***** Records *****
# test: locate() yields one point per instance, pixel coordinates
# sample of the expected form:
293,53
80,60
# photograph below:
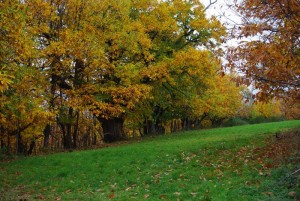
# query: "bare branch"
210,4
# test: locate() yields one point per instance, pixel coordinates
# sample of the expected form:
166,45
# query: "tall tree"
270,57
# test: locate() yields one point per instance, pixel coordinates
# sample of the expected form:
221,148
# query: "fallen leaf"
111,196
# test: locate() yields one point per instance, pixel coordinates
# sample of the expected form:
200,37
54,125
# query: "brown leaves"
269,58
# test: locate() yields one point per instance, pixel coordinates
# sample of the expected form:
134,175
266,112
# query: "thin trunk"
112,129
75,132
47,132
31,147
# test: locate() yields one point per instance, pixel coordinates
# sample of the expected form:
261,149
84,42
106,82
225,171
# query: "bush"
235,121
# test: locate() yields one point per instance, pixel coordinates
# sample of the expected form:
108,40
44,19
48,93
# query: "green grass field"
236,163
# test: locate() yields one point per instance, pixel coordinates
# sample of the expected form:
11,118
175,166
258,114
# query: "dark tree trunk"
31,147
112,129
47,132
20,145
75,132
149,127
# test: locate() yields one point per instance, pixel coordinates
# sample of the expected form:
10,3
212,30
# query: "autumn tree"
268,52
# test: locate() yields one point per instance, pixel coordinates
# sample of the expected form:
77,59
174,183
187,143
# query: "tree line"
77,73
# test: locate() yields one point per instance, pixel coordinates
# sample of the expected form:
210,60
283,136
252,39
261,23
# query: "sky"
226,15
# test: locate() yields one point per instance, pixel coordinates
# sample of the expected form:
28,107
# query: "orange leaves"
270,58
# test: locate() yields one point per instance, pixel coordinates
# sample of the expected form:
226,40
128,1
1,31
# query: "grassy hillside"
236,163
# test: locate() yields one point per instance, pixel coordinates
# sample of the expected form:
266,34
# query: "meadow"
236,163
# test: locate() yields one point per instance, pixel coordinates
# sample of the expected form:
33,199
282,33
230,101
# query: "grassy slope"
216,164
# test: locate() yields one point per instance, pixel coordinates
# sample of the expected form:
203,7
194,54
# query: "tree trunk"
149,127
31,147
75,132
20,146
47,132
112,129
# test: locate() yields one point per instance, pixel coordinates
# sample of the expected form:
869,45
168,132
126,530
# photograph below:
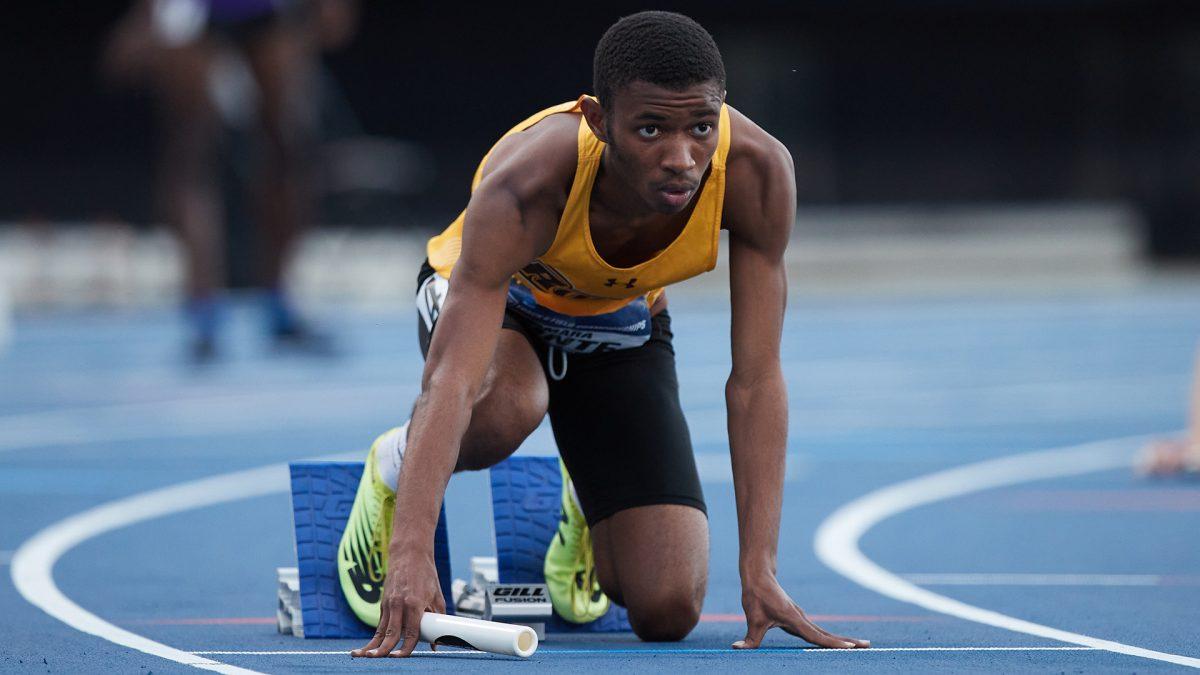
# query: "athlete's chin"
671,202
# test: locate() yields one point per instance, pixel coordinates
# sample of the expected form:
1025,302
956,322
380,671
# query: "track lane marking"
654,651
838,536
1039,579
33,565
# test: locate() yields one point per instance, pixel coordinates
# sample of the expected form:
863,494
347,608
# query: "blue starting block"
526,502
322,496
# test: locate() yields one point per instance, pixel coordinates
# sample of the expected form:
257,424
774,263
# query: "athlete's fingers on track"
412,629
391,631
856,641
377,639
798,625
439,607
756,628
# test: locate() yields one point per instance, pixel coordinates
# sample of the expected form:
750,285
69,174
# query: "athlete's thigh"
514,398
621,429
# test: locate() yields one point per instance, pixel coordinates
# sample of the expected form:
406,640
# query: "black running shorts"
616,414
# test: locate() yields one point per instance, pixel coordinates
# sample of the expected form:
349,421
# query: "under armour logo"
629,284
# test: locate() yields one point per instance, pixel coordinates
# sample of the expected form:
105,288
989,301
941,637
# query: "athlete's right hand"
411,589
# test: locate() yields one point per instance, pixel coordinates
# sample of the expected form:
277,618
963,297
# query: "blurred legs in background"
192,53
1177,455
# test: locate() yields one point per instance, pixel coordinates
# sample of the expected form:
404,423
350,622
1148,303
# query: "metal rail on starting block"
526,505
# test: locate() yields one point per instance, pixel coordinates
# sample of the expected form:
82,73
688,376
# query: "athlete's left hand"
767,607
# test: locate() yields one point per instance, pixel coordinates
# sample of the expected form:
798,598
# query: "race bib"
625,328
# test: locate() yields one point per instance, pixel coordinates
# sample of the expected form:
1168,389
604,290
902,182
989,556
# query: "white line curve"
838,536
33,565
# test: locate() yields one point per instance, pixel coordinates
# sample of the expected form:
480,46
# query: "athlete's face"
661,141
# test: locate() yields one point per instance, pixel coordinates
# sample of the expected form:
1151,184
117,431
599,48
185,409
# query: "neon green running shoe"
570,565
363,554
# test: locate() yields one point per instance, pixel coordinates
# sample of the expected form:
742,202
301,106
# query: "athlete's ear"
593,112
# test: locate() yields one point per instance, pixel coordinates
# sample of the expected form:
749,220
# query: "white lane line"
1011,579
657,651
33,565
837,538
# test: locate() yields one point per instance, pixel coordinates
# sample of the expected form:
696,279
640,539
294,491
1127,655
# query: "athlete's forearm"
757,422
435,434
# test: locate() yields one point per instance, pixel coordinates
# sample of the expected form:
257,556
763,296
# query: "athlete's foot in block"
363,553
570,567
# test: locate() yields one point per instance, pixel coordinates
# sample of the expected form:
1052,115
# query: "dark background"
958,101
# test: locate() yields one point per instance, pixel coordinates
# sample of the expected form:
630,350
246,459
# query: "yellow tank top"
571,278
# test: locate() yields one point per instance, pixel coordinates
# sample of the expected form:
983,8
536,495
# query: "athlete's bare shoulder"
760,185
539,162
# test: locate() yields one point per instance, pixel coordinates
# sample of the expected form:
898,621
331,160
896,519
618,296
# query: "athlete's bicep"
501,236
760,230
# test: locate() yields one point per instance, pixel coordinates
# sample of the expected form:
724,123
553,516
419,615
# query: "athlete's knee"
669,616
499,424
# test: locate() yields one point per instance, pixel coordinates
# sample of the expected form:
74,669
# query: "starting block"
526,503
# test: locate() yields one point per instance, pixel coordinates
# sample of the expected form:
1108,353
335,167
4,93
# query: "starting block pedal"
510,587
287,613
527,505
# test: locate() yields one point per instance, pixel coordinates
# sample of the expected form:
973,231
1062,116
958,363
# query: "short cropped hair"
661,48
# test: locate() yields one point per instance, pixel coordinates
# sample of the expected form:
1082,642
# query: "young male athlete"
547,297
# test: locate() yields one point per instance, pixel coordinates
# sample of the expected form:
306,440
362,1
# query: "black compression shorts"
616,414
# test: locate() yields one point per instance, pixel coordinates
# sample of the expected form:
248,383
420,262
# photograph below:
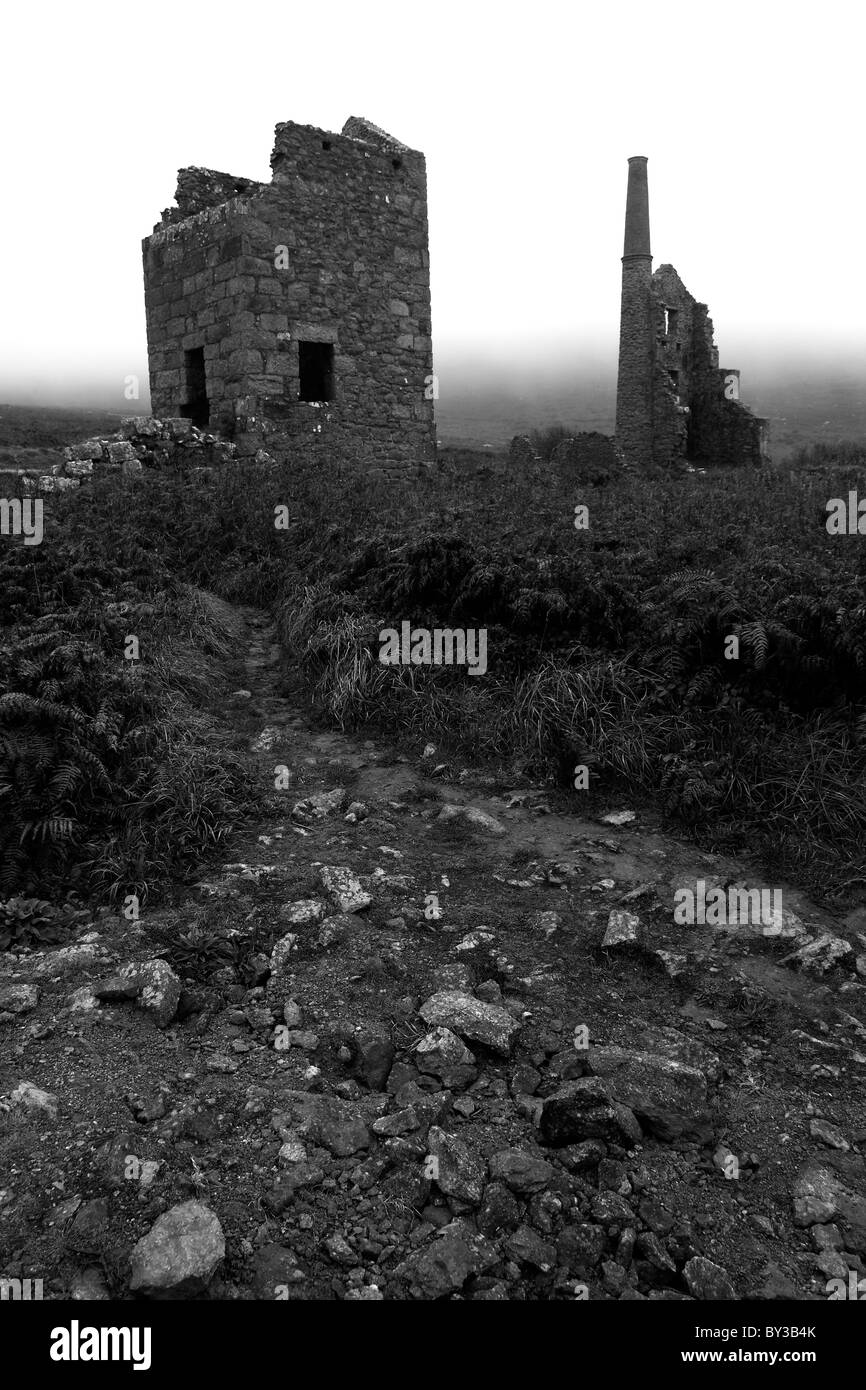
*****
What to do - Locate every line in the rows above that contains the string "starting" and copy each of those lines out in full.

The output -
# query: "blue starting block"
# query: "metal rail on starting block"
# query: "starting block"
# query: "starting block pedal"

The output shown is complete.